**Problem to solve:** Can you repeat, word for word, the part of the passage on the Brahmaputra's lower course that begins at the words "Below the Teesta, the" and stops after "is called Meghna."?

Below the Teesta, the Brahmaputra splits into two distributary branches. The western branch, which contains the majority of the river's flow, continues due south as the Jamuna to merge with the lower Ganges, called the Padma River. The eastern branch, formerly the larger but now much smaller, is called the lower or Old Brahmaputra. It curves southeast to join the Meghna River near Dhaka. The Padma and Meghna converge near Chandpur and flow out into the Bay of Bengal. This final part of the river is called Meghna.

In the past the course of the lower Brahmaputra was different and passed through the Jamalpur and Mymensingh districts. The river flowed east of Dhaka and the old course is now called Old Brahmaputra River. The huge earthquake on 2 April 1762 of estimated magnitude 8 on the moment magnitude scale caused tectonic uplift of the Madhupur tract. The main channel of the Brahmaputra at Bhahadurabad point was switched southwards and opened as Jamuna due to the result of caused tectonic uplift of the Madhupur tract. The earthquake caused both uplift and subsidence that resulted in change in course of the Brahmaputra River to from east of Dhaka (Old Brahmaputra River) to 150 km to the west via the Jamuna River. The old course can be seen on https://ars.els-cdn.com/content/image/1-s2.0-S0169555X21001045-ga1_lrg.jpg.

**Recorded information:**

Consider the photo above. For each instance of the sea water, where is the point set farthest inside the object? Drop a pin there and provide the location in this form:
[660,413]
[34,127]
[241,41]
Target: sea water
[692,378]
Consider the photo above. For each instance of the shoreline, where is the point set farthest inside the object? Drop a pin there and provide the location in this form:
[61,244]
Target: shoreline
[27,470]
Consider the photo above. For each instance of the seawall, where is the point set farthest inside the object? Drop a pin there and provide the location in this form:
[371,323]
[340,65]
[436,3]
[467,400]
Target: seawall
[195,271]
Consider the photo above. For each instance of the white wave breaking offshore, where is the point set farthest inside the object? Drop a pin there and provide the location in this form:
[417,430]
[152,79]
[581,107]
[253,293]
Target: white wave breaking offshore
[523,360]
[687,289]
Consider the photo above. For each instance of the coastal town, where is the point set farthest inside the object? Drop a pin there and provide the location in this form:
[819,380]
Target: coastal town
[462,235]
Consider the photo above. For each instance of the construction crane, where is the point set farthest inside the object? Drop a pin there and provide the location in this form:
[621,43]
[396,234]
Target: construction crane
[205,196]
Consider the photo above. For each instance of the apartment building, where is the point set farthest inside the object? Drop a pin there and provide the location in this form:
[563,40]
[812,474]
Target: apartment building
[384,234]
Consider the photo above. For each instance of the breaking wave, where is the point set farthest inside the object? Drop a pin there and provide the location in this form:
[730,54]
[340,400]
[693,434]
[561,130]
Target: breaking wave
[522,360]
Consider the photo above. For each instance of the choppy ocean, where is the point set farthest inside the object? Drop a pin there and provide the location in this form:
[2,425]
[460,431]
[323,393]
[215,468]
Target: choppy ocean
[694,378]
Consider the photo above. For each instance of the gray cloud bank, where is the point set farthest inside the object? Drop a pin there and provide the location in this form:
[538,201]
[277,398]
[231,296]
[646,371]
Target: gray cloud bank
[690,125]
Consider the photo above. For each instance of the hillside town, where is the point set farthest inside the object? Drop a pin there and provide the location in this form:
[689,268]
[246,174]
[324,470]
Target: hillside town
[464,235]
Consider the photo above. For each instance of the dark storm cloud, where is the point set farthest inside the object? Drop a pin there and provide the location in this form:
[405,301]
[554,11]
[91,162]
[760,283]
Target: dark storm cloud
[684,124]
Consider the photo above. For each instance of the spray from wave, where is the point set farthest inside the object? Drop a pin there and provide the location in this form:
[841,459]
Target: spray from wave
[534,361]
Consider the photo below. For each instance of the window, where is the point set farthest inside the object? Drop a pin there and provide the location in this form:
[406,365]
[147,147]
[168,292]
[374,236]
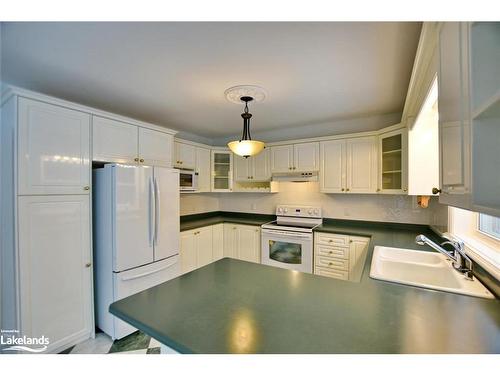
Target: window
[489,225]
[481,235]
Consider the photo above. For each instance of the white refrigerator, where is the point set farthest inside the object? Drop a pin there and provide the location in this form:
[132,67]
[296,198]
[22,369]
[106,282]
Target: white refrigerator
[136,235]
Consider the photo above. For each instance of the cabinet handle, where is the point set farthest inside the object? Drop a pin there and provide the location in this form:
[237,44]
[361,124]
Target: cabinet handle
[436,191]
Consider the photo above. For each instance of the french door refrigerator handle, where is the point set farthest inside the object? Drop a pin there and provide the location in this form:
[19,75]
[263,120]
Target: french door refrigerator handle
[152,201]
[157,210]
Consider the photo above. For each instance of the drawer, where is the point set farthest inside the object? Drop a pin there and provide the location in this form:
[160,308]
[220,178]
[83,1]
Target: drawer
[332,239]
[336,274]
[332,251]
[335,263]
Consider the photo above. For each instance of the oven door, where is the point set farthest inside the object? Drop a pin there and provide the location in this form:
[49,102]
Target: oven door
[289,250]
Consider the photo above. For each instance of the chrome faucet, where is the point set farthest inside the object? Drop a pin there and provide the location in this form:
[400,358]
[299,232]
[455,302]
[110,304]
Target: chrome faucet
[460,261]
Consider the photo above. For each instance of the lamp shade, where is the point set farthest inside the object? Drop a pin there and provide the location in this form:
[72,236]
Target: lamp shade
[246,148]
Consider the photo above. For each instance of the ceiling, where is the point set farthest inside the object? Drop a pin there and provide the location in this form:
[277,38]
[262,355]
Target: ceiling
[174,74]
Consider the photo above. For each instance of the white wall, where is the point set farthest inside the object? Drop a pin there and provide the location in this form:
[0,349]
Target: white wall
[389,208]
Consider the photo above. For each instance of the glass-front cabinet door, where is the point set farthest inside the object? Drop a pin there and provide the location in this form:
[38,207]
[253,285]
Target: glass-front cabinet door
[392,149]
[222,171]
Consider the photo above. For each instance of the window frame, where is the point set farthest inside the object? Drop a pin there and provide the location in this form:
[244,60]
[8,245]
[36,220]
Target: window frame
[481,247]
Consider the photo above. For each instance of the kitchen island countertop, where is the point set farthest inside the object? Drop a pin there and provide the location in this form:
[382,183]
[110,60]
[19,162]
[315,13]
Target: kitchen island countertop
[232,306]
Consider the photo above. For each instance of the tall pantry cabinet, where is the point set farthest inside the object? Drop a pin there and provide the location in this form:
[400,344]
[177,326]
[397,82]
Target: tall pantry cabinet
[46,221]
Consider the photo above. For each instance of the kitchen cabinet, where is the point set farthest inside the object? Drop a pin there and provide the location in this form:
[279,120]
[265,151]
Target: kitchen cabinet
[184,156]
[55,269]
[218,241]
[222,171]
[255,168]
[392,161]
[301,157]
[203,169]
[53,149]
[196,248]
[121,142]
[155,147]
[333,166]
[339,256]
[349,165]
[114,141]
[242,242]
[454,117]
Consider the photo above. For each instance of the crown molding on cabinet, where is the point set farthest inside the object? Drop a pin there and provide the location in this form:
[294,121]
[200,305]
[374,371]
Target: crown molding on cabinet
[9,91]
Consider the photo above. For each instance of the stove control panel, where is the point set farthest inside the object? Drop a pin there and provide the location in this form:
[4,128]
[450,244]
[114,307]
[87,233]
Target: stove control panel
[299,211]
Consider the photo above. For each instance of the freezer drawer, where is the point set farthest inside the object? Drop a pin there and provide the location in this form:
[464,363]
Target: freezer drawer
[138,279]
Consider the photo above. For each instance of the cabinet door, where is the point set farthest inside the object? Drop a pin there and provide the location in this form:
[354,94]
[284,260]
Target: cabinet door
[361,161]
[155,148]
[454,128]
[218,241]
[55,270]
[166,184]
[333,166]
[261,170]
[306,157]
[249,243]
[204,238]
[185,156]
[242,170]
[231,240]
[203,169]
[281,159]
[114,141]
[54,149]
[188,251]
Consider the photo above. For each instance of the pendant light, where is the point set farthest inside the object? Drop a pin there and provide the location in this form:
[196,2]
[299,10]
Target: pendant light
[246,147]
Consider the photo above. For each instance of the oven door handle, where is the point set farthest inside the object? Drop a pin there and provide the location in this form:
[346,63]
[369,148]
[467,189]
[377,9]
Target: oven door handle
[286,234]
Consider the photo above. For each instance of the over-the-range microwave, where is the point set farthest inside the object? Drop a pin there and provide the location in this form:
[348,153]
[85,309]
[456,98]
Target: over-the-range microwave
[188,180]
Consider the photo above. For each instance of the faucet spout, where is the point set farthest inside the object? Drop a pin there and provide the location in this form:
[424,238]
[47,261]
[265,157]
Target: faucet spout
[461,262]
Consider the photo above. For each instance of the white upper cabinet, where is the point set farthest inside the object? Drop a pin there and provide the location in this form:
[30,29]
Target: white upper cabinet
[300,157]
[261,169]
[155,148]
[120,142]
[333,166]
[55,270]
[203,168]
[255,168]
[306,157]
[184,156]
[361,165]
[114,141]
[53,149]
[454,120]
[349,166]
[281,159]
[392,162]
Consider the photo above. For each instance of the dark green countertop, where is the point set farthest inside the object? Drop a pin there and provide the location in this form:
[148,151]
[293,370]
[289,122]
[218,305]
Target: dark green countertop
[189,222]
[233,306]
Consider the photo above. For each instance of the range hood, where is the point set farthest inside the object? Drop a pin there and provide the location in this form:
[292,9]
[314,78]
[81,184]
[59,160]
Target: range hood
[296,176]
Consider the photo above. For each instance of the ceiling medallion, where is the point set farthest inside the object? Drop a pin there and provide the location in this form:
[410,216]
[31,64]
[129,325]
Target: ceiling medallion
[245,147]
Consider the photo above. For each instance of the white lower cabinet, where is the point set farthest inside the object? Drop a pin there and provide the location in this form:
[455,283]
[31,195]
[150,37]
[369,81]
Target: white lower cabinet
[204,245]
[339,256]
[55,273]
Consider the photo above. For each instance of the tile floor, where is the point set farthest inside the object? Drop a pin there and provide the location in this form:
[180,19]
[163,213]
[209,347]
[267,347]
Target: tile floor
[136,343]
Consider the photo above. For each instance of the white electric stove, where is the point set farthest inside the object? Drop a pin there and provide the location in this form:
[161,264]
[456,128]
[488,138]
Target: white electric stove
[287,242]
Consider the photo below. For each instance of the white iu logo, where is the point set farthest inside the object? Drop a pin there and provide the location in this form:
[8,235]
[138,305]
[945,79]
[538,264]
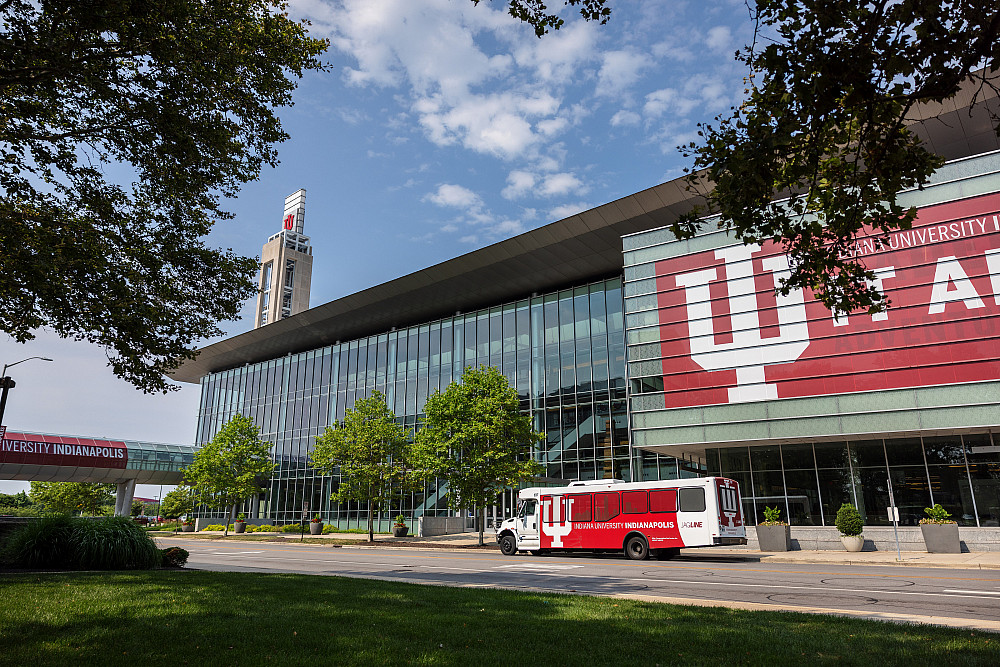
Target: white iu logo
[555,524]
[748,352]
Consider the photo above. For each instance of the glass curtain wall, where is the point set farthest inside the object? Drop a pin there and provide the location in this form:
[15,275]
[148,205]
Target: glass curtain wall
[810,481]
[564,352]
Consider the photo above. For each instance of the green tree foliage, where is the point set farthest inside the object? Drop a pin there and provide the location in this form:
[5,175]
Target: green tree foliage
[179,96]
[177,503]
[68,497]
[476,437]
[370,449]
[830,88]
[232,467]
[16,500]
[535,13]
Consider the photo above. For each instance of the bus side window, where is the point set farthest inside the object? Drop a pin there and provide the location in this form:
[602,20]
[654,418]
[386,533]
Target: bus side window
[691,499]
[579,507]
[634,502]
[606,506]
[663,500]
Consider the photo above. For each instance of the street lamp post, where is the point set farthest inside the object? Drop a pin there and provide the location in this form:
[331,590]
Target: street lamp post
[8,383]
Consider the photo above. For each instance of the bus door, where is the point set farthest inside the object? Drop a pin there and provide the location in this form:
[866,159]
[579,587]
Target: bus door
[527,516]
[692,518]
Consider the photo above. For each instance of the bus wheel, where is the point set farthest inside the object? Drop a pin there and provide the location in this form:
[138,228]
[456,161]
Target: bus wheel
[508,545]
[636,548]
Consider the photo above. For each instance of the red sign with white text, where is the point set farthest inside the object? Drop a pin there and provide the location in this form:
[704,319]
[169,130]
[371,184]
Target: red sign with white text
[54,450]
[726,337]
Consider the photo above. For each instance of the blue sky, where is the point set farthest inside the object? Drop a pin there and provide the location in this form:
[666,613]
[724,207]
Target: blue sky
[441,127]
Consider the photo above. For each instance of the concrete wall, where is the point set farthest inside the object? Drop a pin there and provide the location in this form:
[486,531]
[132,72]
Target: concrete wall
[881,538]
[428,526]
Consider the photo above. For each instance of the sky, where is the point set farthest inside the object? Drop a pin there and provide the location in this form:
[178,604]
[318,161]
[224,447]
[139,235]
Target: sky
[439,127]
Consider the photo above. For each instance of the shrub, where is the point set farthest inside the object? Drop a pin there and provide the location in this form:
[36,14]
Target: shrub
[772,517]
[114,543]
[937,514]
[41,544]
[62,542]
[173,557]
[849,522]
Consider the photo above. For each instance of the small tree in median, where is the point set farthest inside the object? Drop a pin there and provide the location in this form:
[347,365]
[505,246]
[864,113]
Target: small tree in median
[227,470]
[369,447]
[177,503]
[477,438]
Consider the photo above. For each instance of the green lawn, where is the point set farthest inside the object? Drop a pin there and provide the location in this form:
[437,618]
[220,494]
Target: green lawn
[205,618]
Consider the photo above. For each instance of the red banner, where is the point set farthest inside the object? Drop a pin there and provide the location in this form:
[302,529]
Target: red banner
[727,338]
[53,450]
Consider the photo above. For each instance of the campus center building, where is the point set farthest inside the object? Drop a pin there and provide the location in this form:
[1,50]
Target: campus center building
[642,357]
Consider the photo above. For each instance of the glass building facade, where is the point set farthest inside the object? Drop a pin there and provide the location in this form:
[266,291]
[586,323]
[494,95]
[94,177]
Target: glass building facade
[564,352]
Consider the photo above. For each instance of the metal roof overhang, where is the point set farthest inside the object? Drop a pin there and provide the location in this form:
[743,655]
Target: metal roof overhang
[586,246]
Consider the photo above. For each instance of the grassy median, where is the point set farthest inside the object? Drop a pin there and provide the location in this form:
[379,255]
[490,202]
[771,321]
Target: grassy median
[207,618]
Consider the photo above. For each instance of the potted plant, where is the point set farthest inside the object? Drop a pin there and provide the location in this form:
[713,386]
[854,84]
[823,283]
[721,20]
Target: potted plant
[773,534]
[850,524]
[399,527]
[939,531]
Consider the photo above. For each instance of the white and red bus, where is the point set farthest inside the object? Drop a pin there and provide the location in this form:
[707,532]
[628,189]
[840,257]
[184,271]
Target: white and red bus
[639,518]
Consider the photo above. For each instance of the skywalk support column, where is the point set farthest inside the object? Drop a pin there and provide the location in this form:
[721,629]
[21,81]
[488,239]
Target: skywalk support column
[123,497]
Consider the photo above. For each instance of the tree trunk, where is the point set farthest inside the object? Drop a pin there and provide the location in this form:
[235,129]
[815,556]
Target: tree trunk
[482,523]
[371,522]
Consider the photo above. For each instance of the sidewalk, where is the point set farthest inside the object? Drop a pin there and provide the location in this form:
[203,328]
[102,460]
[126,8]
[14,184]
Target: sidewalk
[984,560]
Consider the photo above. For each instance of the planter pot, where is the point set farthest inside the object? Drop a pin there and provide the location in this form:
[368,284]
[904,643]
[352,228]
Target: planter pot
[774,538]
[853,542]
[941,538]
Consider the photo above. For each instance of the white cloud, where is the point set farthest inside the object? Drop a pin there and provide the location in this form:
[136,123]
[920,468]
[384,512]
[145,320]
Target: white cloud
[519,183]
[558,185]
[625,117]
[619,70]
[719,38]
[454,196]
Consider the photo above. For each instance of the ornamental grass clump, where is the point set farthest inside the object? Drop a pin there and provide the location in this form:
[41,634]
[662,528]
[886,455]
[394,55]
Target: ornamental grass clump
[849,521]
[115,543]
[62,542]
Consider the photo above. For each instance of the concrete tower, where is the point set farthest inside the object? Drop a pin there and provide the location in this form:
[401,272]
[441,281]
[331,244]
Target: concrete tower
[285,267]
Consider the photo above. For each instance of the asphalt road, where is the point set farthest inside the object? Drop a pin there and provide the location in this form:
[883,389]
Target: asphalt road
[965,598]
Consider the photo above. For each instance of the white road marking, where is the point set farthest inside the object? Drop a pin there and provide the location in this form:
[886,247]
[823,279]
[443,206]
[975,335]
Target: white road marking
[536,566]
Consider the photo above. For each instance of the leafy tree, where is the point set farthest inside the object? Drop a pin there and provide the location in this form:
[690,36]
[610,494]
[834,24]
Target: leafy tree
[228,470]
[830,89]
[179,98]
[476,437]
[534,13]
[15,500]
[68,497]
[370,449]
[177,503]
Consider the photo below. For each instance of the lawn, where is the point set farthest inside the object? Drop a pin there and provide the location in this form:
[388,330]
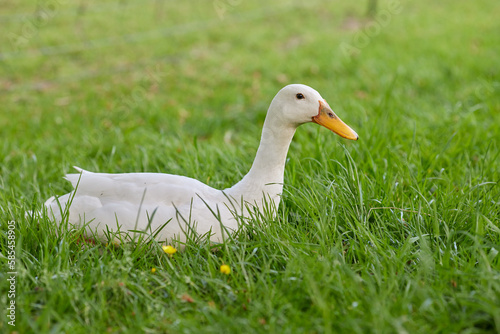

**Written response:**
Below the Teesta, the Brahmaputra splits into two distributary branches. The western branch, which contains the majority of the river's flow, continues due south as the Jamuna to merge with the lower Ganges, called the Padma River. The eastern branch, formerly the larger but now much smaller, is called the lower or Old Brahmaputra. It curves southeast to join the Meghna River near Dhaka. The Padma and Meghna converge near Chandpur and flow out into the Bay of Bengal. This final part of the river is called Meghna.